>> begin

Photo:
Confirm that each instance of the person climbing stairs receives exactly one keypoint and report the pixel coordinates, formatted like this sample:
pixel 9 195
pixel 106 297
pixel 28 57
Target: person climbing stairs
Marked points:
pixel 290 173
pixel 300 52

>> end

- _Task details_:
Put every line of the records above into a JSON list of strings, one string per line, leaving out any blank lines.

- _Full output_:
[
  "Photo:",
  "Confirm that each instance of the person climbing stairs receives exactly one keypoint and report the pixel coordinates, formatted like this sample:",
  "pixel 9 195",
  "pixel 106 297",
  "pixel 28 57",
  "Target: person climbing stairs",
  "Marked points:",
  "pixel 290 173",
  "pixel 300 52"
]